**Task to carry out:** Scan the data below for the string "island". Copy every line where it appears.

**Data for review:**
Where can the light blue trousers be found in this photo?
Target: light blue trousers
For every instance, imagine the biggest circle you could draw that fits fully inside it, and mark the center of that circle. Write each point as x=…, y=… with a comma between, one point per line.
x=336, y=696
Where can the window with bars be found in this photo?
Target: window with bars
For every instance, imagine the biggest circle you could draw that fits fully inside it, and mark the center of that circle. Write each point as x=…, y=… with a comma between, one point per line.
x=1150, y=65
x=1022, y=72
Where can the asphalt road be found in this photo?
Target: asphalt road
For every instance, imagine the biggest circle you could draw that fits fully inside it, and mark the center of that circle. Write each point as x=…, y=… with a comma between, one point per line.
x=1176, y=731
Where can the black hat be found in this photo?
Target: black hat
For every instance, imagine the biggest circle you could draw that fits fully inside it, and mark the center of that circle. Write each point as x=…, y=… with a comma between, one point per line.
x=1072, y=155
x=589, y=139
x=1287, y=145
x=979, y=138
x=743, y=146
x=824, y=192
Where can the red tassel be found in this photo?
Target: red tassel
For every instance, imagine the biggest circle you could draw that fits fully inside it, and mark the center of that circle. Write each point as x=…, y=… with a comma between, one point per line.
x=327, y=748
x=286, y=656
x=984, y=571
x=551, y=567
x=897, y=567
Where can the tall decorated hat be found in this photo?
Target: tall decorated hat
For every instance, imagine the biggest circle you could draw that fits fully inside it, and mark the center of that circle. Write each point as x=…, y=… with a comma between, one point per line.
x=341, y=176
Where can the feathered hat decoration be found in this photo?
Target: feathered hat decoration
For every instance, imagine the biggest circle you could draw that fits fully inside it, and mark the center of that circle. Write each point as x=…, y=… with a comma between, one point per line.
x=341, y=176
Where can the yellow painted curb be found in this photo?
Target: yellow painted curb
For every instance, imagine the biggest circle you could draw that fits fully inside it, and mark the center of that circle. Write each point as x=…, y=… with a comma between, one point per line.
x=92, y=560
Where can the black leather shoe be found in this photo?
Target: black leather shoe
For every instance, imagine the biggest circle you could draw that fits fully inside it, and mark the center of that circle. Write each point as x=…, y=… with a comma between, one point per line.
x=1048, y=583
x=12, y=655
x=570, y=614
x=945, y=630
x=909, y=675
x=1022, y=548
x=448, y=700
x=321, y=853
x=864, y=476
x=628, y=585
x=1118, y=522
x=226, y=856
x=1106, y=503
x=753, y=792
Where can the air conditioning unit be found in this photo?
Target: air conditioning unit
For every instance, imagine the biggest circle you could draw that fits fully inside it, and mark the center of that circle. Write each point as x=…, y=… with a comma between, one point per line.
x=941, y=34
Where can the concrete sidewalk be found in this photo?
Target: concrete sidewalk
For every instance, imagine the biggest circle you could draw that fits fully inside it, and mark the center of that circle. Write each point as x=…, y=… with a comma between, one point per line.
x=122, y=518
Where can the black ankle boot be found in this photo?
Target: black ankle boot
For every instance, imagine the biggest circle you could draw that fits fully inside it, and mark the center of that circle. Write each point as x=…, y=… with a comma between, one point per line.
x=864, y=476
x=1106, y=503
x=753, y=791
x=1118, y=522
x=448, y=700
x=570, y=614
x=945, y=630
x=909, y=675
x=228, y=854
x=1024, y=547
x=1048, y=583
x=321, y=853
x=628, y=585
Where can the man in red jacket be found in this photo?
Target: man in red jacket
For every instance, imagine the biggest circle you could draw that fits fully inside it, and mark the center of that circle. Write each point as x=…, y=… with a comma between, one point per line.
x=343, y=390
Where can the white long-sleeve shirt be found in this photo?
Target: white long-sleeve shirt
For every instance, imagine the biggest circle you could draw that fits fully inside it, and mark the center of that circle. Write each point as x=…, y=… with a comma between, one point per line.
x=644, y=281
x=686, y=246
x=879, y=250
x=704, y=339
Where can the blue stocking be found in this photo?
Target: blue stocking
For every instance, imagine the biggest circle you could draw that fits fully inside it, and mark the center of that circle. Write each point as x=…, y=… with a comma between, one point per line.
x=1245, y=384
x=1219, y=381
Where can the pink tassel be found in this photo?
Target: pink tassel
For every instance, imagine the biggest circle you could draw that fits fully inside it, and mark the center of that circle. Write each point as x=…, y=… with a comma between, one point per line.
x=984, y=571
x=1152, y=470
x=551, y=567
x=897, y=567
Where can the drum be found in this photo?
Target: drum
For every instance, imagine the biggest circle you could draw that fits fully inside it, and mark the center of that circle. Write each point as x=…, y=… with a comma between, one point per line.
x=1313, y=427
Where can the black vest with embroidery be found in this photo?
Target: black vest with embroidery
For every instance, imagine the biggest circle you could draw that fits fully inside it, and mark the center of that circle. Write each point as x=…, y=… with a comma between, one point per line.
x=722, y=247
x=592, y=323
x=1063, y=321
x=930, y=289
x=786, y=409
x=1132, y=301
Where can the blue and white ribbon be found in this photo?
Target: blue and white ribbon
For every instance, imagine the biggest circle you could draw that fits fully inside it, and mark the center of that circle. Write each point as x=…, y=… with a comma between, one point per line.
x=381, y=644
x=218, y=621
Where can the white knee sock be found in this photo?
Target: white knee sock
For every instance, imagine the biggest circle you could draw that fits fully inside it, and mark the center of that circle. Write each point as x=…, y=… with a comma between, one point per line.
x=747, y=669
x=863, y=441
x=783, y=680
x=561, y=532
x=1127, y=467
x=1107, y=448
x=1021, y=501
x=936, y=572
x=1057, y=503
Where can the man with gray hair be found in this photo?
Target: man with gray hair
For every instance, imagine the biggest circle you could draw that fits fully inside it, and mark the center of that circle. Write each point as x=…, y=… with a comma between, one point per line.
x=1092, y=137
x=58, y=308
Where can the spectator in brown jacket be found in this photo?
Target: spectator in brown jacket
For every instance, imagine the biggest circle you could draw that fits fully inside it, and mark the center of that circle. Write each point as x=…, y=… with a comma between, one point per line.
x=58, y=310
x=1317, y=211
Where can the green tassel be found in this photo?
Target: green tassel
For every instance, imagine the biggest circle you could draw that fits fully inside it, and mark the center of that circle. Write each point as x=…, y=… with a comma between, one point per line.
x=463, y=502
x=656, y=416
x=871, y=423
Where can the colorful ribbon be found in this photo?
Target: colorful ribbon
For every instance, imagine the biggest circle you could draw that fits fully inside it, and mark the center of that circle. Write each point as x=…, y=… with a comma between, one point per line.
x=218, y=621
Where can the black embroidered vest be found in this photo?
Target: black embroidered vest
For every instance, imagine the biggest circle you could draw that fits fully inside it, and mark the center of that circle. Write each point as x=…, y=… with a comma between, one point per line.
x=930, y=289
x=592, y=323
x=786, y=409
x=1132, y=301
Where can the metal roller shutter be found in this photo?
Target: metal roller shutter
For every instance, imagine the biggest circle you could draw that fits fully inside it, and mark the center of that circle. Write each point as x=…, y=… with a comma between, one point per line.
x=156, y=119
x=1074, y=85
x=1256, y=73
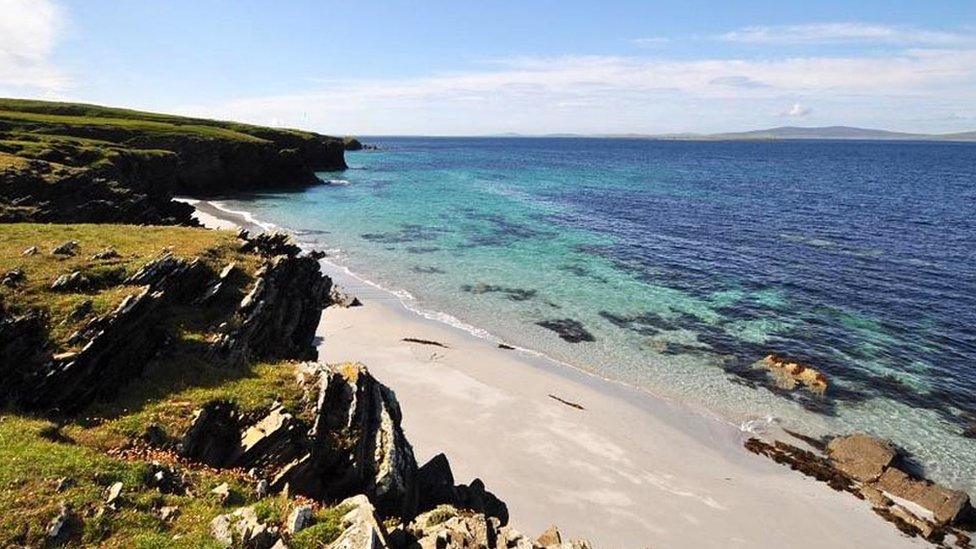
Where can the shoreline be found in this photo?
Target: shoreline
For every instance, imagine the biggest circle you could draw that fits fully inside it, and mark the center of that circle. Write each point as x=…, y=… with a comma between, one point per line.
x=616, y=471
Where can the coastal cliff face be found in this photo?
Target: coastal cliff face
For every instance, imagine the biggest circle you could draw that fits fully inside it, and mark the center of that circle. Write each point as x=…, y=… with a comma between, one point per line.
x=63, y=162
x=154, y=396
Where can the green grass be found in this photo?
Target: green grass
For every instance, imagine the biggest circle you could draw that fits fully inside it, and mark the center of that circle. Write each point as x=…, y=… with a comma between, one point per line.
x=20, y=111
x=136, y=246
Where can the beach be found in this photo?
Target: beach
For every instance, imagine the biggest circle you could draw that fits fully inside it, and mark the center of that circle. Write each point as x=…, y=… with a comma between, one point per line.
x=605, y=461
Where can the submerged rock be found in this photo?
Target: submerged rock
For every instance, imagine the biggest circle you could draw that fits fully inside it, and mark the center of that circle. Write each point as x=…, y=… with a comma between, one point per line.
x=790, y=375
x=357, y=444
x=944, y=504
x=568, y=329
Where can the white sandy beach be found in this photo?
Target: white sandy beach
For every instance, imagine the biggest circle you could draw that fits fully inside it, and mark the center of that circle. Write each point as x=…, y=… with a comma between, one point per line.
x=629, y=470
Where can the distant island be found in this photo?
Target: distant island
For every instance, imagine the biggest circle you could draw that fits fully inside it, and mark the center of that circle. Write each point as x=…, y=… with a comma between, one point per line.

**Answer to this problem:**
Where can the distant island be found in this photo?
Target: distant island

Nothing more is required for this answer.